# GIVEN PASSAGE
Charset autodetection fail

Spikhalskiy commented 9 years ago

Hello,

JsonFactory#createParser(InputStream in) has the comment:

Note: no encoding argument is taken since it can always be auto-detected as suggested by JSON RFC.

Looks like it doesn't work and now we have no ability to explicitly setup encoding.

Below I explain demo for stream with ISO-8859-1 content when our application encoding is UTF-8 (common for java).

Description: Hex dump - hex dump of valid json string payload encoded in ISO-8859-1, contains ã symbol, which has different encoding in UTF-8 and ISO-8859-1

String hexDump = <hex dump >;
byte[] bytes = BaseEncoding.base16().decode(hexDump.toUpperCase()); //load hex dump to byte array
System.out.println("Try to read print it with UTF-8" + new String(bytes)); //we see ? - something can't be decoded
System.out.println("Better (ISO-8859-1): " + new String(bytes, Charset.forName("ISO-8859-1"))); //do it with right encoding and will get valid json dump in console

//trying to create json parser
JsonFactory jf = new JsonFactory();
JsonParser parser = jf.createParser(new ByteArrayInputStream(bytes));
System.out.println(parser.getClass().getSimpleName());  //it will be UTF8StreamJsonParser, which already seems to be incorrect
 while (parser.nextToken() != null) {}

As a result we will get

com.fasterxml.jackson.core.JsonParseException: Invalid UTF-8 middle byte 0x5f
 at [Source: java.io.ByteArrayInputStream@373bc99b; line: 1, column: 764]
    at com.fasterxml.jackson.core.JsonParser._constructError(JsonParser.java:1581)
    at com.fasterxml.jackson.core.base.ParserMinimalBase._reportError(ParserMinimalBase.java:533)
    at com.fasterxml.jackson.core.json.UTF8StreamJsonParser._reportInvalidOther(UTF8StreamJsonParser.java:3470)
    at com.fasterxml.jackson.core.json.UTF8StreamJsonParser._reportInvalidOther(UTF8StreamJsonParser.java:3477)
    at com.fasterxml.jackson.core.json.UTF8StreamJsonParser._skipUtf8_3(UTF8StreamJsonParser.java:3353)
    at com.fasterxml.jackson.core.json.UTF8StreamJsonParser._skipString(UTF8StreamJsonParser.java:2547)
    at com.fasterxml.jackson.core.json.UTF8StreamJsonParser.nextToken(UTF8StreamJsonParser.java:690)

# PROVIDED MATERIAL
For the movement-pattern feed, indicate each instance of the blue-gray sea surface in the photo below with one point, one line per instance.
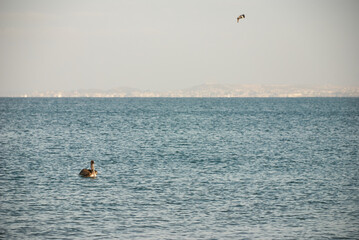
(252, 168)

# TASK TO CARRY OUT
Please reproduce the part of the charset autodetection thread above, starting at "Spikhalskiy commented 9" and ending at "explicitly setup encoding.".

# SOLUTION TO THIS EXERCISE
Spikhalskiy commented 9 years ago

Hello,

JsonFactory#createParser(InputStream in) has the comment:

Note: no encoding argument is taken since it can always be auto-detected as suggested by JSON RFC.

Looks like it doesn't work and now we have no ability to explicitly setup encoding.